# [Text section]
Haj Agha Rahim Arbab (1875–1975) was born in Chermahin in Iran, from Isfahan province, to a family of scholars.
Haj agha Rahim Arbab is among the Islamic scholars who never wore the traditional turban. He believed that the turban is for prophets and that he did not possess the scholarly permission to wear a turban. All of his 50 students ranked as Ayatollah after graduation. Among them, Allameh Jalal Homaei, Reza Alishah Tabandeh and Ayatollah Mirdamadi are well known.

==Childhood==
Haj Agha Arbab grew up in Chermahin, and nature and simple living had a very deep effect on the development of his philosophy and theology. He learned to read and write at the age of four and started reading Persian literature at that age. As is tradition, he started with learning Gulistan and Bostan, the two books of the great Persian poet Sadi, along with Qur'anic studies. When he was five his teachers sent him back to his father, Haj Arbab, who was a scholar himself, stating that he had mastered all of the required fields and knew those books by heart. They requested that he be sent to hawzeh (a high level school also known as Madrassa). This promise encouraged his parents to move to the city of Isfahan.

# [Data supplied]
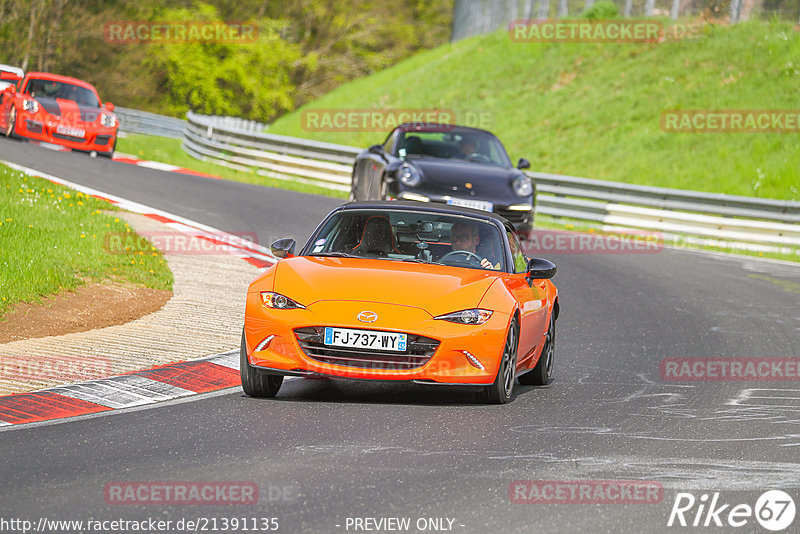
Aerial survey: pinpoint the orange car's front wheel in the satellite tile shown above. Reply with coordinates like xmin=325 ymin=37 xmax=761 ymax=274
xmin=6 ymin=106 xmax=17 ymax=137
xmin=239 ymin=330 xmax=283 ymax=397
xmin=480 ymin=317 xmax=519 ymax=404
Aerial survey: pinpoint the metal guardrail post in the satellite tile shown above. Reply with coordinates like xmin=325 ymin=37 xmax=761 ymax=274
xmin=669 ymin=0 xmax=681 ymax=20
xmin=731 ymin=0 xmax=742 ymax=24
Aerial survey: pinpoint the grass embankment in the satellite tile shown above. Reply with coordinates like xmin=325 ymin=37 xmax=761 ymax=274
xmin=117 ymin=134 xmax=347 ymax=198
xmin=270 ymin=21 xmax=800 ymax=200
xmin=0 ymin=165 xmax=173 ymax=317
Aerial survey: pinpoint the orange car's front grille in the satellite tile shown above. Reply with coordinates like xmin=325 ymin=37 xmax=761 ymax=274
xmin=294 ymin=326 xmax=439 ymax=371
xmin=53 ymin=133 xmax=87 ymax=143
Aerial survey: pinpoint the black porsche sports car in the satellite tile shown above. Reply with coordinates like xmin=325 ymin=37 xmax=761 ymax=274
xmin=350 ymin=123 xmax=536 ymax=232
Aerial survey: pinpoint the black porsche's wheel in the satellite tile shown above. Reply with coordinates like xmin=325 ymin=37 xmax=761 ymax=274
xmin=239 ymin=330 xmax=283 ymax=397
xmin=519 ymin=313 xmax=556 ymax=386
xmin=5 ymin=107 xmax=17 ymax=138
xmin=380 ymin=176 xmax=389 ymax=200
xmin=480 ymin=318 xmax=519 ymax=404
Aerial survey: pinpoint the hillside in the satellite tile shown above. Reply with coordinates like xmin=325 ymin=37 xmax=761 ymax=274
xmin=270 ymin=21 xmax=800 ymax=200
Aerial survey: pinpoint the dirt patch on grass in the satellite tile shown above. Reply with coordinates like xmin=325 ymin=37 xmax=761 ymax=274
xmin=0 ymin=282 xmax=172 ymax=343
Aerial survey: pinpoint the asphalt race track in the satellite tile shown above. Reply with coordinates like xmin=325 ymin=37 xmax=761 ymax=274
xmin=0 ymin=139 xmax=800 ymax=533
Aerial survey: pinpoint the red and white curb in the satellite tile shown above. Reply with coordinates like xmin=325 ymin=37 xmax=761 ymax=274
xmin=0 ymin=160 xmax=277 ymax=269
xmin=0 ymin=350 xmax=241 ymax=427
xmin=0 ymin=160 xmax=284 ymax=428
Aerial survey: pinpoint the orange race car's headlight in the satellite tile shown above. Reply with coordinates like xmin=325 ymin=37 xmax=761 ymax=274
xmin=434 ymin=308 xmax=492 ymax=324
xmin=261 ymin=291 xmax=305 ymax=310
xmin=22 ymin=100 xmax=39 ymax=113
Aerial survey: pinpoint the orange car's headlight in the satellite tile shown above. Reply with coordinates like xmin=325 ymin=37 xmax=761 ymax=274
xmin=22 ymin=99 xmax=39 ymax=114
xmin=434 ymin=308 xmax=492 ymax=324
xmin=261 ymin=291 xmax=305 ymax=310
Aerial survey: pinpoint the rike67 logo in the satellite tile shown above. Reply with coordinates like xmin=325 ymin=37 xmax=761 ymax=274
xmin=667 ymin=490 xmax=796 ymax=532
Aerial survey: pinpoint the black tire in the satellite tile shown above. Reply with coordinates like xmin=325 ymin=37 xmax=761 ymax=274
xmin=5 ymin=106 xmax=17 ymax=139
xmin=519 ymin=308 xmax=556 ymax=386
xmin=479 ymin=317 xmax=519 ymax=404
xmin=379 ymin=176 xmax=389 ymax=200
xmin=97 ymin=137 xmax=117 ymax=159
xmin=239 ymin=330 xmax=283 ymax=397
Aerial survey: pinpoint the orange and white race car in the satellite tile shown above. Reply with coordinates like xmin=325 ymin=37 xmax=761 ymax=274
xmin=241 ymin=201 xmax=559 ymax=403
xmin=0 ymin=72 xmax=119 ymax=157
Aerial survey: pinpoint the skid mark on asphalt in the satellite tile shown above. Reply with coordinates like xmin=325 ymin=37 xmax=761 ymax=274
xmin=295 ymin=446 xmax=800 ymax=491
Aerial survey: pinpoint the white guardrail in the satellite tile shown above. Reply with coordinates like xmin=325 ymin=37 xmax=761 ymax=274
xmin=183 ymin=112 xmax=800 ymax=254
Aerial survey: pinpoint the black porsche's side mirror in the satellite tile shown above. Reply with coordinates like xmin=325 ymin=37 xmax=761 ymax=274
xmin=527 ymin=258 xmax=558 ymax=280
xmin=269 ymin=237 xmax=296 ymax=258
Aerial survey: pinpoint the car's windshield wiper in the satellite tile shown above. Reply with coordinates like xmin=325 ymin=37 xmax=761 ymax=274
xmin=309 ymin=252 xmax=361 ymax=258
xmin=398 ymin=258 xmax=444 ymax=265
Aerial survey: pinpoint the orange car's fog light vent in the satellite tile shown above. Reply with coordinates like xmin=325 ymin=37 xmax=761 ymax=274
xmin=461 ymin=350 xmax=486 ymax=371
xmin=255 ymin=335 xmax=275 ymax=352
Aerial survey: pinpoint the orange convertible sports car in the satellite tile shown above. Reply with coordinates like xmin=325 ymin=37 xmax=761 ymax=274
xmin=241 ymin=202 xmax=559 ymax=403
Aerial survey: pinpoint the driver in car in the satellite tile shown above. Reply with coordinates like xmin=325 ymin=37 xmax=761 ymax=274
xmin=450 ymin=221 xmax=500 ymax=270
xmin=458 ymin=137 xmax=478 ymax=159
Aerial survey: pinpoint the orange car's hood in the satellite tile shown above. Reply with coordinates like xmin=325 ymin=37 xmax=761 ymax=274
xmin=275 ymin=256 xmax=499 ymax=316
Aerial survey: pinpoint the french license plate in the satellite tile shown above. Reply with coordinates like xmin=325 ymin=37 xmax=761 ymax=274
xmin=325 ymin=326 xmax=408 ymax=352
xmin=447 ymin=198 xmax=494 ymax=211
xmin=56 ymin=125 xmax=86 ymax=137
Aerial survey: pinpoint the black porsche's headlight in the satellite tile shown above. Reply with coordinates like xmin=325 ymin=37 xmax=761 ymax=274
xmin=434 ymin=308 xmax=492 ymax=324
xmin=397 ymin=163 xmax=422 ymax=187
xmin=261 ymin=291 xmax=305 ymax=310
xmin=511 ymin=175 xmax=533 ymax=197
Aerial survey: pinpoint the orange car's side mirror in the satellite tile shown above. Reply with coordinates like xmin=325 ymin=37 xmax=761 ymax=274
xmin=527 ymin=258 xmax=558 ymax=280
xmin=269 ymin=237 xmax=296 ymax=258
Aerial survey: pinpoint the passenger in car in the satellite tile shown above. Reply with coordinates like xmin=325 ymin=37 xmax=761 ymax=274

# [Work order A]
Answer these questions about the text on Haj Agha Rahim Arbab, one line each:
(i) Why did he never wear the traditional turban?
(ii) How many students did he have, and what rank did they reach after graduation?
(iii) At what age did he learn to read and write?
# [Work order B]
Carry the text on Haj Agha Rahim Arbab forward from its last sentence, keeping its textbook tone.

# [Answer area A]
(i) He believed the turban is for prophets and that he did not possess the scholarly permission to wear one.
(ii) He had 50 students, and all of them ranked as Ayatollah after graduation.
(iii) He learned to read and write at the age of four.

# [Answer area B]
==Formal studies==
Haj Agha Rahim Arbab started attending the classes required for the traditional schools at a very young age, along with his cousin, Mirza Abbas Khan Sheida, who was later known as Sheida-ye-Esfahani. He attended the Sadr Madrassa and finished his academic studies in jurisprudence (fiqh) and its principles (usul), theosophy (hekmat), and the other Islamic intellectual ('aqli) and transmitted (naqli) sciences, under the supervision of philosophers and scholars such as Jahangir Khan Ghashghaei and Ayatollah Akhond Kashi. Ayatollah Haj Agha Rahim Arbab showed extraordinary abilities in formal and informal studies such as Persian and Arabic literature, mathematics, philosophy, mysticism and astronomy. He graduated to the rank of Ayatollah when he was only fourteen.